▶ **SELECTION**

His aunt, who would soon to be his strongest sponsors were already scheming for Fabrizio’s ascent in the social circles of Parma, as he was destined to be an archbishop one day. This is not before he met with an unfortunate incident where he killed a man in self defense, who out of jealousy wanted to murder Fabrizio. Thus our hero fled once again, whilst his aunt and her simp, the ageing but charming Conte Mosca battled out the politics of the Parmesan aristocracy so that Fabrizio would be able to receive a fair trial one day and restore his reputation.

But Fabrizio was only a pawn in the game, as his downfall would secure the promotion of Marchesa Raversi who had been plotting the downfall of Conte Mosca and the Duchessa for some time. The duchessa, sleek in her manouevring of the Prince’s passion, managed to earn Fabrizio safe passage to Parma. Sadly, this was a mere bluff and Fabrizio was arrested again heading back to Parma.

His imprisonment was not at all doom and gloom (for him at least) as he fell in love with the daughter of his warden, Clelia. This love was reciprocated gradually, to the point that Clelia thwarted assassination attempts planned on Fabrizio. But outside, the tectonic plates are shifting and the Duchessa is planning Fabrizio’s escape attempt lest the next assassination attempt would result in a different outcome than the first.

Dataset excerpts on pointing at objects:
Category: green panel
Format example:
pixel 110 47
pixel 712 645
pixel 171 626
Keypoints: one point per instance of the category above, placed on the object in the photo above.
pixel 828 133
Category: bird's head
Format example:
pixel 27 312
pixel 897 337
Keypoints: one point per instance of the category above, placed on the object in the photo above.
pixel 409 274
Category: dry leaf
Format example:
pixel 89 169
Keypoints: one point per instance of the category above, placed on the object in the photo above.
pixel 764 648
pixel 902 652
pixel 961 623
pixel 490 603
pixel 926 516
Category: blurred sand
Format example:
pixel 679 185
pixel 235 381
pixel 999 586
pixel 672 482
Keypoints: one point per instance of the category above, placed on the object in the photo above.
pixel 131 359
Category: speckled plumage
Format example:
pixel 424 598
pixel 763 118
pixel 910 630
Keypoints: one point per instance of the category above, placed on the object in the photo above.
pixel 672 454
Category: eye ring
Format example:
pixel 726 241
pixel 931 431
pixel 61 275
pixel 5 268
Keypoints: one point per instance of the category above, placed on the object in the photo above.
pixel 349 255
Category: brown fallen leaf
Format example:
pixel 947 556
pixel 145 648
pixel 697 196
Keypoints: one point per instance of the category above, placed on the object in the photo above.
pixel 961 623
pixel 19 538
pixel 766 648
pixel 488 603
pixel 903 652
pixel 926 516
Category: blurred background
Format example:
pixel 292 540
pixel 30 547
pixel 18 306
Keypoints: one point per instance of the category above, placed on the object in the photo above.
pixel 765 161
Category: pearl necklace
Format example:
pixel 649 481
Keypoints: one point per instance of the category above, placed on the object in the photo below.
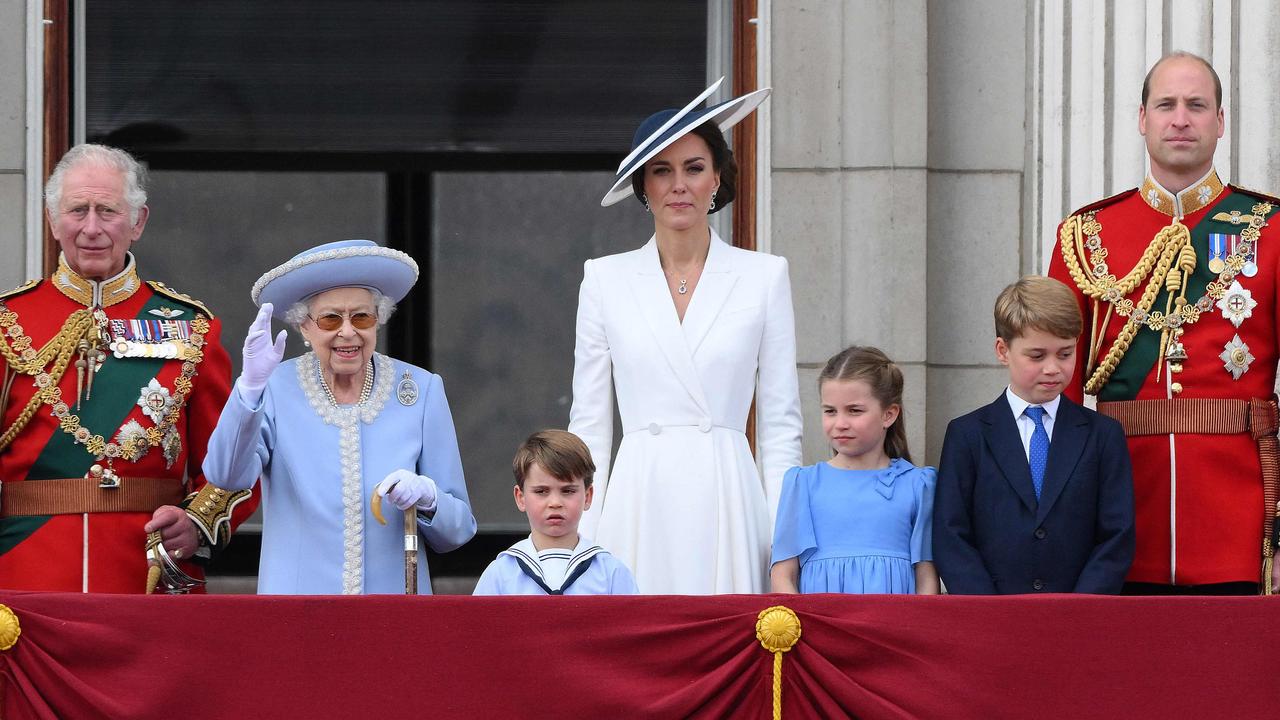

▶ **PROBLEMS AND TASKS**
1. In the plot summary, who is the daughter of Fabrizio's warden that he falls in love with?
2. Copy out the part of the listing that begins with the line containing "Category: eye ring" and ends with the line containing "pixel 765 161".

▶ **OUTPUTS FOR THE TASKS**
1. Clelia

2.
Category: eye ring
Format example:
pixel 726 241
pixel 931 431
pixel 61 275
pixel 5 268
Keypoints: one point per instance of the category above, placed on the object in the photo above.
pixel 349 255
Category: brown fallen leaf
Format example:
pixel 947 556
pixel 145 648
pixel 697 196
Keypoints: one point per instance of the category above, placed on the object in the photo above.
pixel 961 623
pixel 19 538
pixel 766 648
pixel 488 603
pixel 903 652
pixel 926 516
Category: blurred background
Format example:
pixel 292 540
pixel 30 547
pixel 18 306
Keypoints: one point per instance of the category above, placed on the object in the photo above.
pixel 765 161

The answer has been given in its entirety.